## TAREA PEDIDA 1
Di si cada afirmación coincide con el texto sobre Grupo Urrea, contestando sí o no y citando las palabras del texto que lo deciden: (a) la empresa se fundó en 1907; (b) los tres primos tenían más de 35 años cuando tomaron el mando; (c) el grupo tenía un endeudamiento muy grande.

## TEXTO EXTRAÍDO
================================
En diciembre de 1994, la cuarta generación de Grupo Urrea —Alfonso Urrea Martín, Juan Carlos Ramírez Urrea y Raúl Urrea— asumió el mando de una empresa familiar con 87 años de historia en soluciones hidráulicas, herramientas y cerrajería, y que fue fundada durante la expansión del ferrocarril en México en 1907. Los entonces jóvenes esperaban una transición tersa; sin embargo, el 20 de diciembre sobrevino la crisis del peso, la producción cayó a 70% y varias empresas del grupo enfrentaron la quiebra.
Los tres primos, de entre 25 y 31 años, se enfrentaron a una realidad que los balances no mostraban: la necesidad de pasar varios años difíciles, cerrar negocios y despedir a mucha gente. Pero gracias a que el grupo no presentaba un endeudamiento muy grande, pudieron salir adelante.
Tres años después, en 1997, los tres primos se reunieron para analizar el rol de familiares y empleados dentro del grupo. Descubrieron que colaboradores tenían empresas relacionadas con la empresa madre y justificaban su comportamiento señalando que los mismos accionistas y altos ejecutivos tenían estructuras similares. El ejemplo había permeado toda la organización.
Lo que parecía un problema de ética individual era, en realidad, un problema de ausencia de sistema. No había reglas claras. No había separación entre intereses personales y empresariales. Las decisiones dependían de personas, no de procesos, así que decidieron implementar políticas claras de gobierno corporativo, separar los roles de dirección y propiedad, y profesionalizar la administración del grupo, y, después de todo, pudieron salir adelante y establecer una estructura que permitió la continuidad y crecimiento sostenible de la empresa.
================================
## Entradas de puntos etiquetados
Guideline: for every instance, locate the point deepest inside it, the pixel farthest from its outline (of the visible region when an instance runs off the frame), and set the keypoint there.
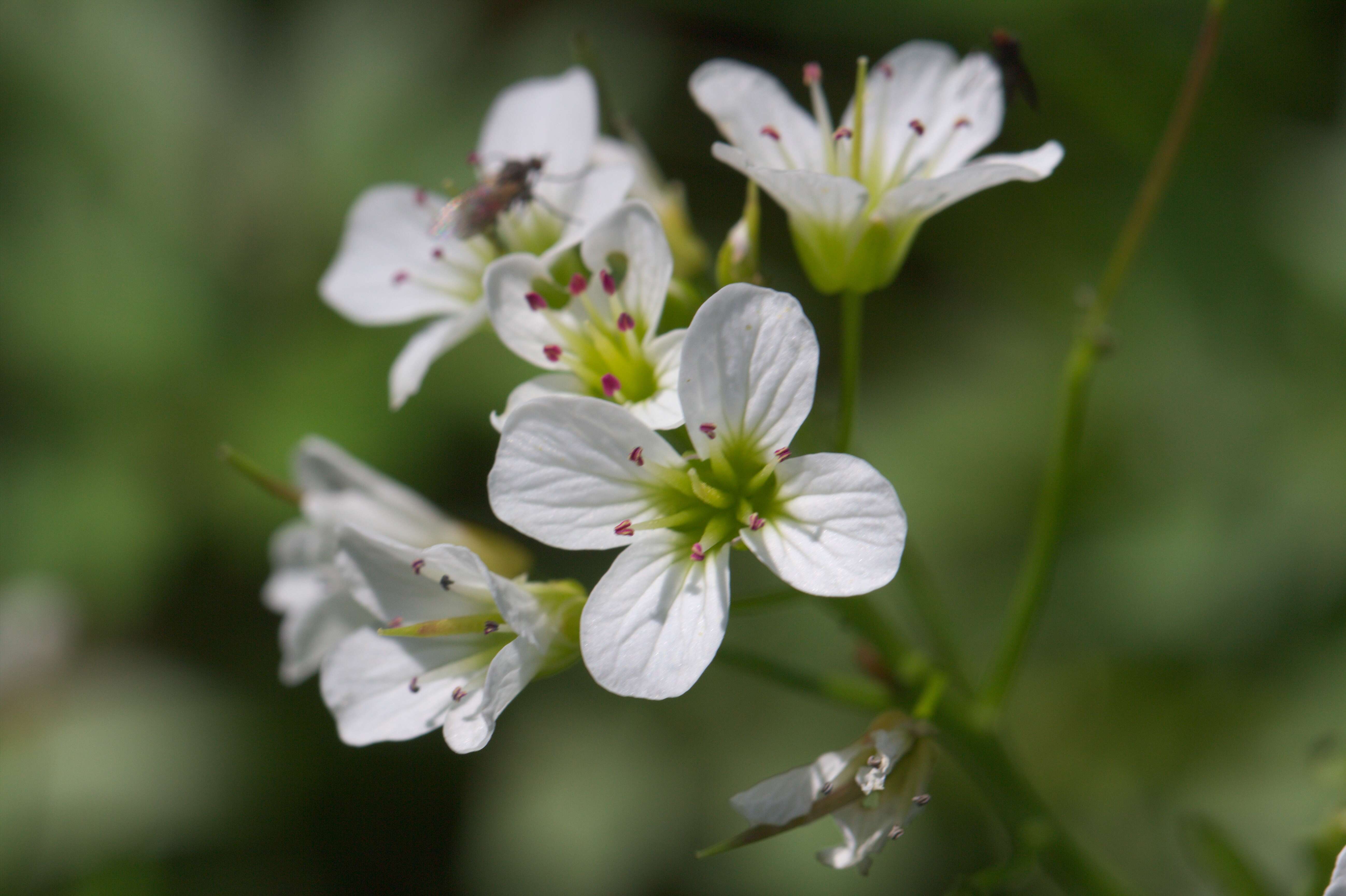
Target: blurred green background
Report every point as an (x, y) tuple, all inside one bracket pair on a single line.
[(173, 184)]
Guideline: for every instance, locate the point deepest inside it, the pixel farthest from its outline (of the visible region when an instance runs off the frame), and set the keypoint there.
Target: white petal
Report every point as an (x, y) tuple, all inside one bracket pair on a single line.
[(749, 368), (555, 119), (818, 198), (511, 671), (655, 621), (338, 489), (923, 198), (634, 232), (394, 586), (389, 268), (426, 348), (524, 330), (367, 684), (663, 410), (563, 471), (791, 794), (742, 100), (1338, 884), (587, 202), (840, 532), (539, 388)]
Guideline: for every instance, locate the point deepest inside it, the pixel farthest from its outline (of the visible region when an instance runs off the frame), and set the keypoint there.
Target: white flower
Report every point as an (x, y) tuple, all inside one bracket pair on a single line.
[(306, 586), (872, 789), (459, 645), (605, 336), (582, 474), (392, 268), (856, 194), (1338, 884)]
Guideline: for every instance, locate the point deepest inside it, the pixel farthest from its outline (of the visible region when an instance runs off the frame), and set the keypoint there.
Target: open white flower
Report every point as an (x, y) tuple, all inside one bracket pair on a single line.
[(582, 474), (856, 194), (392, 268), (605, 338), (307, 587), (872, 789), (459, 642)]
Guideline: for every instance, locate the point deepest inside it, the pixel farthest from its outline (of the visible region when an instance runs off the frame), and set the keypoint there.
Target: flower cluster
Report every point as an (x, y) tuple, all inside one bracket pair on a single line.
[(674, 445)]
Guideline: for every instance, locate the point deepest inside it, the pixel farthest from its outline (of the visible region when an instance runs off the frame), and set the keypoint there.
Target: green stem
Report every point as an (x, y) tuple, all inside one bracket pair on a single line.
[(254, 471), (853, 325), (851, 691), (1089, 345)]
================================
## TAREA PEDIDA 2
Busca en las entradas de arriba todas las líneas que contengan la palabra "Target" y cópialas.

## SOLUCIÓN DE TAREA 1
(a) Sí: "fue fundada durante la expansión del ferrocarril en México en 1907".
(b) No: "Los tres primos, de entre 25 y 31 años".
(c) No: "gracias a que el grupo no presentaba un endeudamiento muy grande".

## SOLUCIÓN DE TAREA 2
Target: blurred green background
Target: white petal
Target: white flower
Target: open white flower
Target: flower cluster
Target: green stem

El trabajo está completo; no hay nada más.